[EXTRAIT]:
Ce qu'on dit à propos de la DGI vaut aussi pour la Direction Générale des Douanes et pour les administrations communales. Il s'agit de traire la vache jusqu'à la dernière goutte de lait. Les Responsables de la DGI vous diront : « Nous, nous sommes là pour harceler les citoyens et les porter à payer leurs taxes. C'est notre boulot. Qu'est-ce qu'ils obtiendront en retour ? Nous ne savons pas. Ce n'est pas notre lot. Ce n'est pas nous qui utilisons les fonds publics ». Le problème il est là justement. L'Etat Haïtien est extrêmement efficace lorsqu'il s'agit de soutirer de l'argent du citoyen et il devient quasiment nul lorsqu'il s'agit de lui offrir les services qu'il réclame ou de veiller à son bien-être. Qui s'occupera finalement du bien-être du citoyen dans son propre pays ? L'Etat est-il appelé assurer le bien-être des citoyens ou revient-il aux citoyens de garantir la survie de l'Etat ? Questions importantes, en vérité, et qui devraient en 2008 interpeler la conscience des Responsables de ce pays.....

Les mesures qui s'imposent...

[CONSIGNES]:
[a] D'après l'extrait sur l'État haïtien et la fiscalité, à quelles autres administrations s'applique ce qui est dit de la DGI ?
[b] Poursuivez l'extrait sur l'État haïtien et la fiscalité à partir de sa dernière ligne.

[DONNÉES FOURNIES]:
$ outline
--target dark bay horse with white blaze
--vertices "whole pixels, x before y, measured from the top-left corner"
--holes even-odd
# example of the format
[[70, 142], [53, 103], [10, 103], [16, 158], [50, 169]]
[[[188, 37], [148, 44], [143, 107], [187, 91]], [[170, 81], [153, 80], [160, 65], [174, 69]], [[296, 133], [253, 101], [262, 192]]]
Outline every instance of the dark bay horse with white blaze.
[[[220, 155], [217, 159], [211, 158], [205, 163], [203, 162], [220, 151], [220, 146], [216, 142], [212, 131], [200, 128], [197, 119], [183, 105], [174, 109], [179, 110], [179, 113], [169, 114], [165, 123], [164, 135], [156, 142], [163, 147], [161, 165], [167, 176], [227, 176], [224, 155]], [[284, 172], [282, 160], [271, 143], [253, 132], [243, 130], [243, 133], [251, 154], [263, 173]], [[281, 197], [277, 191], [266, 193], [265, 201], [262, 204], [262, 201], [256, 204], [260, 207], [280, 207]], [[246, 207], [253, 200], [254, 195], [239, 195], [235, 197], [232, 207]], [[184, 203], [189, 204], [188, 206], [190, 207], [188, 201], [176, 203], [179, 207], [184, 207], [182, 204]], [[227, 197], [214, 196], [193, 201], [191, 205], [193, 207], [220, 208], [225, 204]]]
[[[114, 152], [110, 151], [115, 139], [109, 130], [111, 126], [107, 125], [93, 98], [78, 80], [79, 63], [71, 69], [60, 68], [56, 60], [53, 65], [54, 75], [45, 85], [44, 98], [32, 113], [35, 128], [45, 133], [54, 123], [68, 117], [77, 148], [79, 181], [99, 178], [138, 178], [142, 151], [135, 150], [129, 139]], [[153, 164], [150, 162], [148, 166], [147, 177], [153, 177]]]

---

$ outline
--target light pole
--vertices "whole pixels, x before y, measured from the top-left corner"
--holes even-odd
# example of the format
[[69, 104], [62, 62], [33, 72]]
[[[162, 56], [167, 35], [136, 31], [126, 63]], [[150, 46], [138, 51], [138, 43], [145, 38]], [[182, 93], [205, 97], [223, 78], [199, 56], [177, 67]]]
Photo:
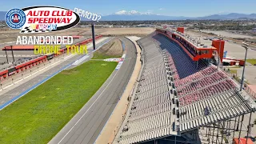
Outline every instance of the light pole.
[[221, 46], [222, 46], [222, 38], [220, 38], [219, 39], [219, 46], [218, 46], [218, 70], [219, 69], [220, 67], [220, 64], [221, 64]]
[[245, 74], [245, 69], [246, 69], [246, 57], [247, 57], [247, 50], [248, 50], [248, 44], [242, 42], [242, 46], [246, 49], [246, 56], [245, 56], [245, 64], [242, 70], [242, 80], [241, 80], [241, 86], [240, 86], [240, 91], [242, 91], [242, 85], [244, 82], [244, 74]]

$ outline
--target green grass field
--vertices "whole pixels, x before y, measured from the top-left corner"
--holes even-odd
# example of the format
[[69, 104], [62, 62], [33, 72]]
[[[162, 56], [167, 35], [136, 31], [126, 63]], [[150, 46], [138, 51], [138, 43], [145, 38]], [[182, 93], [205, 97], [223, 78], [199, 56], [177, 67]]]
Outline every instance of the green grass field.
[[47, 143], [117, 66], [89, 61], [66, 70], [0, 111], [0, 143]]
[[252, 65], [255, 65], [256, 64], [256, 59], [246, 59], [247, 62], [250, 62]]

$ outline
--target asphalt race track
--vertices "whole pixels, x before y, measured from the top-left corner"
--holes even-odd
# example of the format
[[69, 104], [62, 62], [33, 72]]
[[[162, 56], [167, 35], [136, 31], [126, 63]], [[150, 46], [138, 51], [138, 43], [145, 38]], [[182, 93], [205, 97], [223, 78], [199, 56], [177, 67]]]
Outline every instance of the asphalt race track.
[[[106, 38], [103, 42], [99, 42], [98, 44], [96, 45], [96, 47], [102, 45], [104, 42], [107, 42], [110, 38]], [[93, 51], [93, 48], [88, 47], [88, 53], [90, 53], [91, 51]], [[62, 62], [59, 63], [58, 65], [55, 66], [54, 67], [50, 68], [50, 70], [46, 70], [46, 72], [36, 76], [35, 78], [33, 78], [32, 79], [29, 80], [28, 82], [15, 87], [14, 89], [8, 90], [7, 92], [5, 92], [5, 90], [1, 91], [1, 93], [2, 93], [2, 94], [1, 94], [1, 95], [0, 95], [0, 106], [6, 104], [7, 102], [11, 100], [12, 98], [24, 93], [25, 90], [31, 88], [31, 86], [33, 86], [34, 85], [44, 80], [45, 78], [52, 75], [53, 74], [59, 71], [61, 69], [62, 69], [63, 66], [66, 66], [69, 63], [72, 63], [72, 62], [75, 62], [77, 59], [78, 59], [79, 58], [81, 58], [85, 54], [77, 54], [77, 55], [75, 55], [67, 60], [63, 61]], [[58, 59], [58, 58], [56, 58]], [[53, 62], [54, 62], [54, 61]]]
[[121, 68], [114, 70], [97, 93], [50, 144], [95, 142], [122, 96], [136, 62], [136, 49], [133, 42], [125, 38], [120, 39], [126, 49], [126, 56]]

[RÉPONSES]:
[a] À la Direction Générale des Douanes et aux administrations communales.

[b]
Que d'énoncés de politique générale n'avons-nous pas entendus ces deux dernières décennies ! Il est toujours question d'axes d'intervention dans des secteurs stratégiques comme les infrastructures, l'agriculture, la santé, l'éducation.... liés à une vision de développement global du pays souvent utopique, mais surtout sans adéquation réelle avec la quête de bien-être du citoyen. Aujourd'hui, il importe de penser l'action gouvernementale à deux niveaux :

- Premier niveau : des mesures d'urgence visant à adresser et à résoudre à très court terme les problèmes courants liés aux cinq chapitres essentiels suivants :

1) des actions concrètes visant à gérer rationnellement les stocks et les prix des produits alimentaires de première nécessité dans le cadre d'une lutte organisée et cohérente contre le coût élevé de la vie,
2) une bonne gestion des stocks et des prix des produits pétroliers,
3) une amélioration sensible de la situation sécuritaire dans la perspective d'une réduction du stress quotidien du citoyen et d'une incitation à l'investissement,
4) des programmes de mise en valeur du secteur agricole visant le relèvement de la sécurité alimentaire ; un appui important aux entreprises existantes et à la création d'entreprises et par ricochet à la création d'emplois,
5) des politiques concrètes en faveur de la jeunesse dans un pays où les jeunes de moins de 30 ans constituent près de 70% de la population...

- Deuxième niveau : à moyenne échéance, il faudra élaborer des politiques spécifiques se rapportant à l'Environnement, à l'Energie, au Logement, aux Emplois, aux Services d'Electricité et d'Eau Potable, à l'Education, à la Jeunesse, aux Infrastructures, à la Santé, à l'Agriculture, à l'Industrie, à la Production Nationale, aux Echanges Commerciaux.....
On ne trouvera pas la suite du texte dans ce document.